City buys wind power for Howelsen
December 21, 2006
Steamboat Springs — Wind from southeastern Colorado will soon provide power for the Howelsen Hill Ski Area.
City of Steamboat Springs officials have announced the purchase of renewable energy certificates, or RECs. The wind energy is produced by Lamar Light and Power, a Lamar-based utility company with four wind turbines. Steamboat’s purchase of RECs equivalent to 352 megawatt hours will offset 100 percent of the electricity used at the downtown ski area, effective Jan. 1.
“This is one of many steps the city is taking to increase the use and promotion of renewable energy,” said Gavin Malia, chairman of the city’s Green Team. “We are in the process of taking steps to not only offset nonrenewable energy consumption with RECs, but more importantly to use energy more efficiently across the organization.”

[Image point annotation entries]
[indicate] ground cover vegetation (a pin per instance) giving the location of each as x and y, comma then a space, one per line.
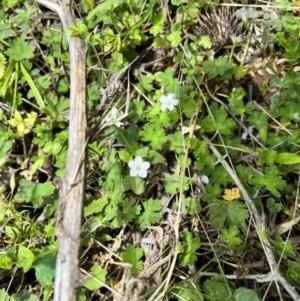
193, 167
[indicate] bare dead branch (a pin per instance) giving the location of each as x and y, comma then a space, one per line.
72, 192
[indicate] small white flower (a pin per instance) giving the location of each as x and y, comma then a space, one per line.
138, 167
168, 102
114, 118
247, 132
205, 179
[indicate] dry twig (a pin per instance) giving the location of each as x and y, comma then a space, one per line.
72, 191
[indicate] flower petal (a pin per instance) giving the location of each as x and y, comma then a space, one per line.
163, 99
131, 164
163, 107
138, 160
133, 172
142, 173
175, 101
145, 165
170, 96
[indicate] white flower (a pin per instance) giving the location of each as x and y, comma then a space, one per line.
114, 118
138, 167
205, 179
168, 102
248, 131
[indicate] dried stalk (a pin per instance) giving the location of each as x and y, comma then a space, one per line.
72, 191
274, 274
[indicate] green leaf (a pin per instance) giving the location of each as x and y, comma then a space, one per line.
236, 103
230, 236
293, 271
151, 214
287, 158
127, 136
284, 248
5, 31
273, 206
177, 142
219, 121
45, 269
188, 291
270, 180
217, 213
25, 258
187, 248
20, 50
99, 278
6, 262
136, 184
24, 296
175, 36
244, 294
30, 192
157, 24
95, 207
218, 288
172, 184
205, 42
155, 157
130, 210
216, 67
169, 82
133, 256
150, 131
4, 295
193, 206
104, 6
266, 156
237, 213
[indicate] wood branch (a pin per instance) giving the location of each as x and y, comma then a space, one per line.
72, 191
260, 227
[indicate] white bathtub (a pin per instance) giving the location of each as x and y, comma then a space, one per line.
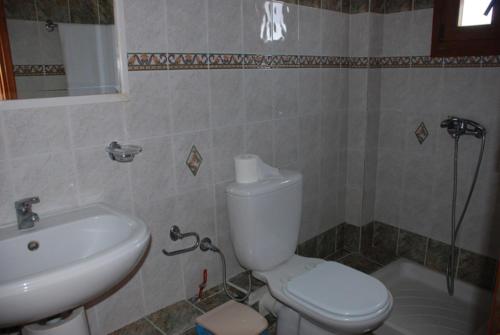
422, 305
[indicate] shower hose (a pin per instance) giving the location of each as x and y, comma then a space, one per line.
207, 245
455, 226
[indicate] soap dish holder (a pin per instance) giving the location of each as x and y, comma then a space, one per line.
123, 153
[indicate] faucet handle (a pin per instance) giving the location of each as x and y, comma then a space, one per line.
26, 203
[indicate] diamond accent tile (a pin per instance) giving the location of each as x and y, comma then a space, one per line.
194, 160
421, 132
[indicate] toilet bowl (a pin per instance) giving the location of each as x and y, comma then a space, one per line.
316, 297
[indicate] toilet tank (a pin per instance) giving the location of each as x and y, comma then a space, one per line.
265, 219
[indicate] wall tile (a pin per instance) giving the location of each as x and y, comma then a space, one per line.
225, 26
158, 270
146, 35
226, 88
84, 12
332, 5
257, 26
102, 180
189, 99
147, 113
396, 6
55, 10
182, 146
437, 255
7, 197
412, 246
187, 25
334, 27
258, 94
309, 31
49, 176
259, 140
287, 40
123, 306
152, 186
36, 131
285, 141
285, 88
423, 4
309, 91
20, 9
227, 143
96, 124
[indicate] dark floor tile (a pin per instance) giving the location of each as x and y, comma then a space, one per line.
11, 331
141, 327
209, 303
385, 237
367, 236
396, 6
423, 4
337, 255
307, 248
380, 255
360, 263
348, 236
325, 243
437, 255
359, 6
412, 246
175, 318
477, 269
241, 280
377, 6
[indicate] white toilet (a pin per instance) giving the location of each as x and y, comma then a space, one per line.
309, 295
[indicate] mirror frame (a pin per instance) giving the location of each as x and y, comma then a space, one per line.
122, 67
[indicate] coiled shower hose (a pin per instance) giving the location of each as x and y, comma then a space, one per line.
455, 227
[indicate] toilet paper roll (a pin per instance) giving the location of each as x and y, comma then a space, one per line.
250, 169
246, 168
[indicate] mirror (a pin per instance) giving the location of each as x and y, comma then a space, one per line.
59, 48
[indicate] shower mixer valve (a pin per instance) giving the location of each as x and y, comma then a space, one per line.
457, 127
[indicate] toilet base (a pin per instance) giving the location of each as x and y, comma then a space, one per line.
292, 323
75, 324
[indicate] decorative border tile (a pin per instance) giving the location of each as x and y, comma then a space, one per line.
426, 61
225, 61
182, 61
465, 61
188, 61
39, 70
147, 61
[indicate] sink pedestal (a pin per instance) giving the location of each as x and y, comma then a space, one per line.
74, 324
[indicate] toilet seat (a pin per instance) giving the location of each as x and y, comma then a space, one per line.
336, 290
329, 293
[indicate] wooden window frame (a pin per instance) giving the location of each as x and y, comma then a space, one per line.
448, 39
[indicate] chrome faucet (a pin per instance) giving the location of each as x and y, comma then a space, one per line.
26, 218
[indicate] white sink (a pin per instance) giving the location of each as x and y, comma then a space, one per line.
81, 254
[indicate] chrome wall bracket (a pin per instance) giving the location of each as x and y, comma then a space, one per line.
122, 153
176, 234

| THE TASK |
List every number in the article about the city's wind power purchase for Howelsen, not counting dates, along with what each one counts or measures.

| TASK RESULT |
- Four: the wind turbines Lamar Light and Power has
- 352: the megawatt hours of RECs Steamboat bought
- 100: the percent of electricity used at the downtown ski area that the purchase will offset